--- START ---

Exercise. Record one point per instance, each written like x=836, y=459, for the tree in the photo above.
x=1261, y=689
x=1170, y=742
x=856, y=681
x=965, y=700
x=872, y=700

--- END ---

About this task: Produce a word-for-word copy of all the entries above.

Result:
Exercise. Record one point per instance, each written like x=836, y=459, for the tree in the photo above.
x=1261, y=689
x=1170, y=742
x=856, y=681
x=965, y=700
x=872, y=700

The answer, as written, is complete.